▶ SHORT PROBLEM
How many lines of the material below contain the word "absolute"? Reply with the number alone.

▶ MATERIAL FOR THIS TASK
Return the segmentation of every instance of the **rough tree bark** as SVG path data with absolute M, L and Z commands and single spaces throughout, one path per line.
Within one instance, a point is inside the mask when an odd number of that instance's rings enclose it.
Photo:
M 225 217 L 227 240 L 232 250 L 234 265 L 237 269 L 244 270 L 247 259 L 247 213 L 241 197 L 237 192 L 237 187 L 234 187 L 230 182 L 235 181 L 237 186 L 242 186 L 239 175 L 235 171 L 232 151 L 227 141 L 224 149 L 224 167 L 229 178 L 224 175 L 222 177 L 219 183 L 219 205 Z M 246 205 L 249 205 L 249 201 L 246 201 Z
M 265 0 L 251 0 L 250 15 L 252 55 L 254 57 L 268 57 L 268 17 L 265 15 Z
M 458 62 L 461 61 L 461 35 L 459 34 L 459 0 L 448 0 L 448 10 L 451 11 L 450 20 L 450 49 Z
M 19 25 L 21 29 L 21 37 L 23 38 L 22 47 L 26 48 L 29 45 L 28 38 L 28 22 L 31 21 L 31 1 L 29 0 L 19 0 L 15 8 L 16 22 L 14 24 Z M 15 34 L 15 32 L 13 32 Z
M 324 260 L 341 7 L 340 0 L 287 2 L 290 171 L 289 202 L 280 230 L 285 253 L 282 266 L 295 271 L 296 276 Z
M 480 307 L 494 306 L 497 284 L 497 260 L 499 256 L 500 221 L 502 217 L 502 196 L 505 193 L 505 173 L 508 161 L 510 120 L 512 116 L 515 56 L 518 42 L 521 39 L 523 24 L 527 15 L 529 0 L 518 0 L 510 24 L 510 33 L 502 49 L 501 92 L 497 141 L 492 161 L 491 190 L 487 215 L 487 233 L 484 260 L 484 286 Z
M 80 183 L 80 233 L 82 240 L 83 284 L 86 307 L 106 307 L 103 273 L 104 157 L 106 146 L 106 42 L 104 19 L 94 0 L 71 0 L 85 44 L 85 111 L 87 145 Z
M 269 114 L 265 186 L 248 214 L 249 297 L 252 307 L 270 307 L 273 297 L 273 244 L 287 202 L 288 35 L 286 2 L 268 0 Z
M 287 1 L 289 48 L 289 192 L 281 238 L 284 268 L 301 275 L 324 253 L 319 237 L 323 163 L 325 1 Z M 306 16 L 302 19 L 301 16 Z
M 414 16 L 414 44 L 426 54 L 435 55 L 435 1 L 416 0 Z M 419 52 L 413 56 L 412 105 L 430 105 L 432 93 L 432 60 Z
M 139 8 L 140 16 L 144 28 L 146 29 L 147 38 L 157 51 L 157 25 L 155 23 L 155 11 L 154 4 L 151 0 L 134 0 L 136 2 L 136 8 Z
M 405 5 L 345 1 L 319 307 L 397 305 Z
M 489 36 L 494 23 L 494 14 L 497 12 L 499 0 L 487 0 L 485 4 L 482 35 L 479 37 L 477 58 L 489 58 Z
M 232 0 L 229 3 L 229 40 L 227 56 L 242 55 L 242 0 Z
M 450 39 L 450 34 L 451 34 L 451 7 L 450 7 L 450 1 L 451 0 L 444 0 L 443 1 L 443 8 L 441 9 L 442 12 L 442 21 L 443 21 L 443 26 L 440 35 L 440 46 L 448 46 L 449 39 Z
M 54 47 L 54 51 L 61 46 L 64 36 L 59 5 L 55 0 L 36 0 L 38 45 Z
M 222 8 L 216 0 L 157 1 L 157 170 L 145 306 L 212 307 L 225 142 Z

--

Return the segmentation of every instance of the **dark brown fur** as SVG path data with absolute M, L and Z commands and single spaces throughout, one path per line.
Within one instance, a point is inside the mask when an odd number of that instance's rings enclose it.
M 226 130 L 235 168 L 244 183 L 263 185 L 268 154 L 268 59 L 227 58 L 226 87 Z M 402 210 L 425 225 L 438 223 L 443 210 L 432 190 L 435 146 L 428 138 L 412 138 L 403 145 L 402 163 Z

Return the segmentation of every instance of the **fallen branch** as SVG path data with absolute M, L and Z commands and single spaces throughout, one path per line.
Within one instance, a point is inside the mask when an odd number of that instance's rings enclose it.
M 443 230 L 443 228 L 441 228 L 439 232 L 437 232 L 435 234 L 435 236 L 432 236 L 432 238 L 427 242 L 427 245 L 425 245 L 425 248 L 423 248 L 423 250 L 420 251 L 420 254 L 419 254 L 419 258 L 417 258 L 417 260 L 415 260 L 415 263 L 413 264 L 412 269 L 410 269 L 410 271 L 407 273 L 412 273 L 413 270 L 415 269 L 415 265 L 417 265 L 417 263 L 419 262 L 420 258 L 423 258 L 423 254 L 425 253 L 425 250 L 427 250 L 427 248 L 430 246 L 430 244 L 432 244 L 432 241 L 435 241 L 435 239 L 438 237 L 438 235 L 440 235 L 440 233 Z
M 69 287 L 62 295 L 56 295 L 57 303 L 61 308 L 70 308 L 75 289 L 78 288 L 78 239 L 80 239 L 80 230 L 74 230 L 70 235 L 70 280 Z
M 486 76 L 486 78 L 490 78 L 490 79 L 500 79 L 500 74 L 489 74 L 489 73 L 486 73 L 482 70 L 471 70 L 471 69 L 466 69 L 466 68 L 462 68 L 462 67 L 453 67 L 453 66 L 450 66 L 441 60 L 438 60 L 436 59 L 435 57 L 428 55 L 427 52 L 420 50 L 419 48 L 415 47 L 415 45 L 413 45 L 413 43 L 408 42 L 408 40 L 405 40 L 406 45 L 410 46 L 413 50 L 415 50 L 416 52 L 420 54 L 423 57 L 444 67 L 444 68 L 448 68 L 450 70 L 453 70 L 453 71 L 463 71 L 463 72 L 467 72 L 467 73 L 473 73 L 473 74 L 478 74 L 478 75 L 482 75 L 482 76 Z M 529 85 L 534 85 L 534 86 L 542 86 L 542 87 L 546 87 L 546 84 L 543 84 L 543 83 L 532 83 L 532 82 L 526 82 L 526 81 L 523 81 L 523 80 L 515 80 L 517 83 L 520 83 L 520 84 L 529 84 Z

▶ WRITTEN REPLY
3